··· TEKS YANG DIBERIKAN

Negara-negara dalam rumpun Nusantara perlu saling meningkatkan kerjasama dalam penyebaran karya penulis wanita dengan memperluas potensi penerbitan, apresiasi karya, pertukaran penulis dan lainnya.
Selain itu, karya sastra maya atau cyber sebagai genre baru perlu diberi perhatian oleh semua pihak, agar bisa turut diterima dalam artus sastra Nusantara.
Demikian sebagian dari 9 rumusan “Seminar Wajah Kepengarangan Muslimah Nusantara” yang berlangsung selama tiga hari, 31 Maret – 2 April 2009 di gedung Dewan Bahasa dan Pustaka (DBP) Kuala Lumpur. Rumusan itu dibacakan oleh Dato’ Dr. Anwar Ridhwan dari Persatuan Kesusasteran Bandingan Malaysia (PKBM) dalam acara penutupan seminar yang diikuti oleh para sastrawan dan ahli dari Malaysia, Indonesia, Brunei Darussalam, Singapore dan Thailand.
Seminar ini, menurut Dato’ Kemala sebagai Ketua Panitia, diselenggarakan oleh PKBM, DBP dan Permodalan Nasional Berhad (PNB) bekerjasama dengan Istitut Terjemahan Negara Malaysia, Jabatan Warisan Negara, Kementerian Perpaduan, Kebudayaan, Kesenian dan Warisan, Masjid Abdul Rahman bin Auf dan eSastera.com.
Para sastrawan dari Indonesia yang diundang untuk membawakan makalah dan membaca puisi adalah Hudan Hidayat, Abidah El Khalieqy, Johanes Sugianto dan Kirana Kejora, serta sosiolog Silfia Hanani dan anthropolog Emmy Marthala (keduanya juga mahasiswa di Malaysia).
Kehadiran para sastrawan Indonesia ini cukup menarik perhatian para sastrawan dan pengamat sastra Malaysia, yang tampak dalam tanya jawab dalam setiap diskusi. Kedekatan budaya dan bahasa antara kedua Negara ini menjadi faktor yang mengakrabkan kedua pihak dalam berbincang seputar sastra. Sastrawan Negara Malaysia yang tersohor, Datuk (Dr) A. Samad Said dalam ceramahnya juga menyampaikan rasa senang dengan hadirnya wajah-wajah baru sastrawan Indonesia.
Tema dan Bengkel
Meskipun bertajuk “Wajah Kepengarangan Muslimah Nusantara”, dalam seminar ini juga terdapat sesi yang tak semata membahas topik itu, semisal Bengkel Puisi seperti diberikan oleh Abidah El Khalieqy, Dr.Zurinah Hassan dan Nisah Haji Haron (keduanya dari Malaysia), Bengkel Penulisan Skenario Film oleh Kirana Kejora dan pembahasan karya novel seperti disajikan oleh DR.Norhayati Abdul Rahman dan Azizi Haji Abdullah Ahkarim.
Pembahasan karya puisi juga ditampilkan, seperti oleh Arbak Othman yang membahas aspek pengucapan kognitif dan intelektual dalam antologi puisi “Syurga Kesembilan” karya Dato’Kemala, Hajah Samsina Hj.Abd.Rahman terhadap karya penyair Sabah Ony Latifah Osman, Sahara Jais dan Rosnah Radin, serta Siti Aisah Murad yang menyoroti ciri-ciri sastra Islam dalam Dua Dimensi Khadijah Hashim.

······
··· INFORMASI YANG DIBERIKAN

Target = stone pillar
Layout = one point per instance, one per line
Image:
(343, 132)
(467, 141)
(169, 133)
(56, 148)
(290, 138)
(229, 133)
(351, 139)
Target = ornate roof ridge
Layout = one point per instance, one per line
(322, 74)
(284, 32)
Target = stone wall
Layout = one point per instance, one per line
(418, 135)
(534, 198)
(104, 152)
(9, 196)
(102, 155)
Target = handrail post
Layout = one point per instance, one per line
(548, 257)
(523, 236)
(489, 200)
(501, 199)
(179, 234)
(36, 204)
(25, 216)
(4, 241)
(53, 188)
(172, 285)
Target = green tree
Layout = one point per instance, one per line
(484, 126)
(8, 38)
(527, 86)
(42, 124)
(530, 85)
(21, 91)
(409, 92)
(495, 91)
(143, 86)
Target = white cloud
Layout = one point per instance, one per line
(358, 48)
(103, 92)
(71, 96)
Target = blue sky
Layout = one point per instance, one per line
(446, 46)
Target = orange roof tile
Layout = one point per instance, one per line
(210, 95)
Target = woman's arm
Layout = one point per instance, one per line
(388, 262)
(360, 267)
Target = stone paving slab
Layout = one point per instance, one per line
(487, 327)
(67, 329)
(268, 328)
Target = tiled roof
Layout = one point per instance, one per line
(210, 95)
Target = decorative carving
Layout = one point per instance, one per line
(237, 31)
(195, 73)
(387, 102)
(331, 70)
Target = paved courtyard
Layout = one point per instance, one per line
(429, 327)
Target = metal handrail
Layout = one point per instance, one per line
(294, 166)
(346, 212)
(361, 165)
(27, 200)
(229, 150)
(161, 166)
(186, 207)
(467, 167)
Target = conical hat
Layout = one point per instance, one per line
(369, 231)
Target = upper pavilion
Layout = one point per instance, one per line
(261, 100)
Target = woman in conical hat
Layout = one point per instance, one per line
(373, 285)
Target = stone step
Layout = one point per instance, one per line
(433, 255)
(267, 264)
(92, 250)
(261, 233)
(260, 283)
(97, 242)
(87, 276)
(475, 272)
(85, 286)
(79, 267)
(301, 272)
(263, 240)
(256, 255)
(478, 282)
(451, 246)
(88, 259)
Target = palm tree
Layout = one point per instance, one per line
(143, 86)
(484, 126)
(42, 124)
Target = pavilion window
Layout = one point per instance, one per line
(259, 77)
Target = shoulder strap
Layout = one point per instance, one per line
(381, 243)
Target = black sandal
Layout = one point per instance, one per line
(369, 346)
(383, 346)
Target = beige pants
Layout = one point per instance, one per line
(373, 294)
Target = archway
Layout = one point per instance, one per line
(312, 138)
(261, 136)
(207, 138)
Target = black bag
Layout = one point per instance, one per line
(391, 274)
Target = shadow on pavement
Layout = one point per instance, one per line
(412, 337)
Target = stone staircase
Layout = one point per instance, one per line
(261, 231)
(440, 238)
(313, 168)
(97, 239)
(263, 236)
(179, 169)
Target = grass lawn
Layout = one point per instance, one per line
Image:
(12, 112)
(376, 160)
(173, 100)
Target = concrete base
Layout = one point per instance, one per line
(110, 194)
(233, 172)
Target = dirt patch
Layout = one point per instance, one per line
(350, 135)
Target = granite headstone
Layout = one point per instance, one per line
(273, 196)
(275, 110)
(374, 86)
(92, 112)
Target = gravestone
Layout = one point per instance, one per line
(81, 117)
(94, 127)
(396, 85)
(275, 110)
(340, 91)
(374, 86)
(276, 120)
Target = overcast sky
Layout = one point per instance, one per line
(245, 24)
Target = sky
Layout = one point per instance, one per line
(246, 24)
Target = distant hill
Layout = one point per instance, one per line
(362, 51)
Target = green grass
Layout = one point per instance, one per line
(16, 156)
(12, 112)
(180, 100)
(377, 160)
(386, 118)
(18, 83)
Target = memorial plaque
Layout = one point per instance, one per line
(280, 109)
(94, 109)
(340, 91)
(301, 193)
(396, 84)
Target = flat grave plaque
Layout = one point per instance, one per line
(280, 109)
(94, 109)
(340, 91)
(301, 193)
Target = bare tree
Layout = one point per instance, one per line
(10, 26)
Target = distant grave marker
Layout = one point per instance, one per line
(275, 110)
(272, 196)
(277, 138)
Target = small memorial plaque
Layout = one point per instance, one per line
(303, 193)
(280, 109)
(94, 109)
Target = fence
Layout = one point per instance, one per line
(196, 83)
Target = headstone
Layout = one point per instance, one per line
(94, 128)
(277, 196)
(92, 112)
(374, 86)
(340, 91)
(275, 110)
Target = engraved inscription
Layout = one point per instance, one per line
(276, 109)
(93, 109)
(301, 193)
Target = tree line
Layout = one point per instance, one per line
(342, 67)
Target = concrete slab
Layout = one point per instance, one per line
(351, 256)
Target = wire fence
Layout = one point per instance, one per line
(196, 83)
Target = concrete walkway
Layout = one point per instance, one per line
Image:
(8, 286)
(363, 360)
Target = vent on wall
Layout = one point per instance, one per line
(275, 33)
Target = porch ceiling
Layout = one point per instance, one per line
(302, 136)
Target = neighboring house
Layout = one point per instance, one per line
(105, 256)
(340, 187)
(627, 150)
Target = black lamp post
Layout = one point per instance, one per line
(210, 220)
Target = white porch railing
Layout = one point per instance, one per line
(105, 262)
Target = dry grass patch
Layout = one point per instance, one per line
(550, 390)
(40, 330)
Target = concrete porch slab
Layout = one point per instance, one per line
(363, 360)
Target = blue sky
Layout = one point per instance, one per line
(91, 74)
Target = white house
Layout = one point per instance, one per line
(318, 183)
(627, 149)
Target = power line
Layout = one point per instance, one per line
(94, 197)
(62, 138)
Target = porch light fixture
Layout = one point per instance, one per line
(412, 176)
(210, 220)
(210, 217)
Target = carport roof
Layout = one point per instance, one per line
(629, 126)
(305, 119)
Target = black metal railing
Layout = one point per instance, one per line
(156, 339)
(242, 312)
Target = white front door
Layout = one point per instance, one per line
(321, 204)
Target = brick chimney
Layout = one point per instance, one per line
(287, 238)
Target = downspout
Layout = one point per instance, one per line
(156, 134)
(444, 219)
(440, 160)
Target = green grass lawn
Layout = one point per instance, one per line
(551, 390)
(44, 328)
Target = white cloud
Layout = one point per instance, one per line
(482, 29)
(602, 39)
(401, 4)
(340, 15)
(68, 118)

······

• **RINGKASAN TUGAS**:
Tentukan apakah setiap pernyataan di bawah ini sesuai dengan teks tentang seminar kepengarangan muslimah di atas. Jawab ya atau tidak, dan kutip kata-kata penentunya dari teks.
(a) Seminar itu berlangsung selama tiga hari di gedung Dewan Bahasa dan Pustaka Kuala Lumpur.
(b) Rumusan seminar dibacakan oleh Dato’ Kemala dalam acara penutupan.
(c) Bengkel Penulisan Skenario Film diberikan oleh Abidah El Khalieqy.

• **JAWABAN TUGAS**:
(a) Ya: "berlangsung selama tiga hari, 31 Maret – 2 April 2009 di gedung Dewan Bahasa dan Pustaka (DBP) Kuala Lumpur"
(b) Tidak: "Rumusan itu dibacakan oleh Dato’ Dr. Anwar Ridhwan dari Persatuan Kesusasteran Bandingan Malaysia (PKBM)"
(c) Tidak: "Bengkel Penulisan Skenario Film oleh Kirana Kejora"